▸ Written request 1
Answer these questions from the memory management page:
(a) What size are pages typically, according to the text?
(b) What TLB hit rate does the text give for most workloads?
(c) What does the Dirty bit in a page table entry record?
▸ Written request 2
From the memory management page, copy out the stretch from "Solution: Hierarchical page" through "recent virtual-to-physical translations.", character for character.

Memory Management
Memory Hierarchy
┌─────────────┐ Fastest, smallest, most expensive
│ Registers │ ~0.3 ns, ~KB
├─────────────┤
│ L1 Cache │ ~1 ns, ~64 KB
├─────────────┤
│ L2 Cache │ ~4 ns, ~256 KB
├─────────────┤
│ L3 Cache │ ~12 ns, ~8 MB
├─────────────┤
│ Main Memory │ ~100 ns, ~16-64 GB
│ (DRAM) │
├─────────────┤
│ SSD │ ~100 μs, ~1 TB
├─────────────┤
│ HDD │ ~10 ms, ~4 TB
└─────────────┘ Slowest, largest, cheapest
Virtual Memory
Virtual memory gives each process the illusion of its own private, contiguous address space, even though physical memory is shared and fragmented.
Key Benefits
- Isolation — Processes can't access each other's memory
- Abstraction — Programs don't need to know physical addresses
- Overcommit — Total virtual memory can exceed physical RAM (using disk swap)
- Sharing — Libraries can be mapped into multiple processes (shared pages)
Address Translation
Virtual Address → [MMU + Page Table] → Physical Address
┌──────────────────┬───────────┐
│ Virtual Page # │ Offset │
└──────────────────┴───────────┘
│
▼
┌──────────┐
│Page Table │
│ Entry │ → Frame # (physical)
└──────────┘
│
▼
┌──────────────────┬───────────┐
│ Physical Frame # │ Offset │
└──────────────────┴───────────┘
Paging
The OS divides virtual and physical memory into fixed-size pages (typically 4 KB).
Page Table Entry (PTE)
| Field | Purpose |
|---|---|
| Frame number | Physical frame address |
| Present/Valid bit | Is page in physical memory? |
| Dirty bit | Has page been modified? |
| Referenced bit | Has page been accessed recently? |
| Protection bits | Read/Write/Execute permissions |
Multi-Level Page Tables
Problem: A flat page table for 64-bit addresses would be enormous.
Solution: Hierarchical page tables — only allocate entries for used address ranges.
4-Level Page Table (x86-64):
Virtual Address (48 bits used):
┌─────┬─────┬─────┬─────┬────────────┐
│PML4 │ PDP │ PD │ PT │ Offset │
│9 bit│9 bit│9 bit│9 bit│ 12 bits │
└──┬──┴──┬──┴──┬──┴──┬──┴────────────┘
│ │ │ │
▼ ▼ ▼ ▼
L4 → L3 → L2 → L1 → Physical Frame
TLB (Translation Lookaside Buffer)
A hardware cache for recent virtual-to-physical translations.
| Aspect | Detail |
|---|---|
| Hit time | ~1 ns |
| Miss penalty | ~10-100 ns (page table walk) |
| Typical size | 64–1024 entries |
| Hit rate | >99% for most workloads |
TLB Flush: On context switch between processes, the TLB may be flushed (expensive). Tagged TLBs (ASID) avoid full flushes.

▸ Data
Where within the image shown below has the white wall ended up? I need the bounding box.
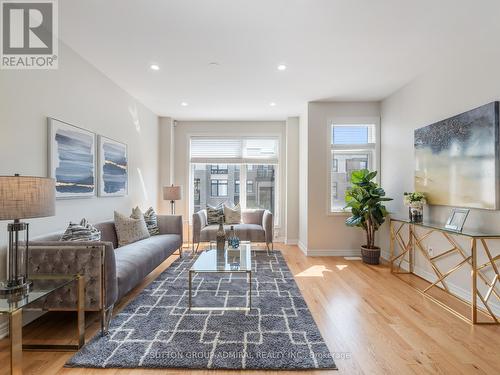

▸ Correct answer 1
(a) 4 KB.
(b) Greater than 99%.
(c) Whether the page has been modified.

▸ Correct answer 2
Solution: Hierarchical page tables — only allocate entries for used address ranges.
4-Level Page Table (x86-64):
Virtual Address (48 bits used):
┌─────┬─────┬─────┬─────┬────────────┐
│PML4 │ PDP │ PD │ PT │ Offset │
│9 bit│9 bit│9 bit│9 bit│ 12 bits │
└──┬──┴──┬──┴──┬──┴──┬──┴────────────┘
│ │ │ │
▼ ▼ ▼ ▼
L4 → L3 → L2 → L1 → Physical Frame
TLB (Translation Lookaside Buffer)
A hardware cache for recent virtual-to-physical translations.